# What to work on
Once you reach the line that contains "Roster-mapping task: tag the pile", retype it and every line after it exactly, ending with the last line of the entries.
═══
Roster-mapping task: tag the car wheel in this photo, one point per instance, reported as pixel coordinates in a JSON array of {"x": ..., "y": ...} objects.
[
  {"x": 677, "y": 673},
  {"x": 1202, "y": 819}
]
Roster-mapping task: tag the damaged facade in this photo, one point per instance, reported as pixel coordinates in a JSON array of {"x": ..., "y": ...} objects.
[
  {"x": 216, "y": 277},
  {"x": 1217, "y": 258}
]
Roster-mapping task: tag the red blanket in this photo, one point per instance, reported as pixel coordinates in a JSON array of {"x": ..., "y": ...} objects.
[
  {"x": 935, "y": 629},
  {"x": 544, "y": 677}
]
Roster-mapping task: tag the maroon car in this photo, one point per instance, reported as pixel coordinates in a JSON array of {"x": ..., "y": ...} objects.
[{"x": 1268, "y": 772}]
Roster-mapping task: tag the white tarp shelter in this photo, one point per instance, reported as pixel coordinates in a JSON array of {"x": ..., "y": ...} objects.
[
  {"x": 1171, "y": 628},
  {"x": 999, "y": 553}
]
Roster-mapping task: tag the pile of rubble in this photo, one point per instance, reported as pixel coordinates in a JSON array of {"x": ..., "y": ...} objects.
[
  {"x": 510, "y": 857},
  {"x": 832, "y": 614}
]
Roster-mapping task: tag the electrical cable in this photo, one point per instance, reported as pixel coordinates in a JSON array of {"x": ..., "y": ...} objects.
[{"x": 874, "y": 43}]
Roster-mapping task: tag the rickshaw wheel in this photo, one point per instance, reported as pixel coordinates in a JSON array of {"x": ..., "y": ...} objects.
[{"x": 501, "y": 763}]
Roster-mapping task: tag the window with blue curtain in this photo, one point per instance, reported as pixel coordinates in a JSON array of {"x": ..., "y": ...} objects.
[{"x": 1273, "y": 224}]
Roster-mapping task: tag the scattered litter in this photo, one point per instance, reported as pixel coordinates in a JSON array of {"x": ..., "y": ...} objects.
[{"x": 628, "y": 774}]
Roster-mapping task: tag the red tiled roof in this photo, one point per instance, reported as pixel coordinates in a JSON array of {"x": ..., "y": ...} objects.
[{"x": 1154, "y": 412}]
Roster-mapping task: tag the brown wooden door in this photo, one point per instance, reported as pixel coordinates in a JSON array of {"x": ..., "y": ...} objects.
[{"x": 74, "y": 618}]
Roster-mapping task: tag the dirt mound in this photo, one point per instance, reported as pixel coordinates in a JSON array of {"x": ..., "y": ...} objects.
═══
# Written solution
Roster-mapping task: tag the pile of rubble in this photo, one point per instance, reported as pixel coordinates in a JSON array of {"x": ..., "y": ...} objects.
[
  {"x": 510, "y": 857},
  {"x": 832, "y": 614}
]
Roster-mapping task: tag the electrical cable in this photo, one point per instance, reported as pixel coordinates in a JSON array of {"x": ..., "y": ...} objects.
[{"x": 874, "y": 43}]
Roster-mapping task: tag the rickshaw wheel in this photo, one point per instance, reported as pixel coordinates in a JSON array of {"x": ..., "y": ...} objects.
[{"x": 501, "y": 763}]
Roster-mapping task: tag the window with blue curtain in this photo, one point per instance, reported as pixel coordinates in a JSON array of {"x": ..., "y": ...} objects.
[{"x": 1273, "y": 224}]
Roster-mapping task: tag the scattered litter in this photo, one point per instance, reported as pixel coordinates in a JSON array of {"x": ..., "y": ...} objects.
[{"x": 628, "y": 774}]
Roster-mapping task: tag the red tiled roof in this photo, one point per instance, reported as pixel coordinates in a JSON array of {"x": ..., "y": ...} objects.
[{"x": 1154, "y": 412}]
Roster-mapping task: tag the brown wooden door in this photo, one point per instance, reported as pixel coordinates in a JSON array of {"x": ..., "y": ...} objects.
[{"x": 74, "y": 618}]
Roster-mapping task: tag the dirt mound in this photo, one point per instance, reported as pixel coordinates in a JSON array of {"x": ..., "y": ...} objects.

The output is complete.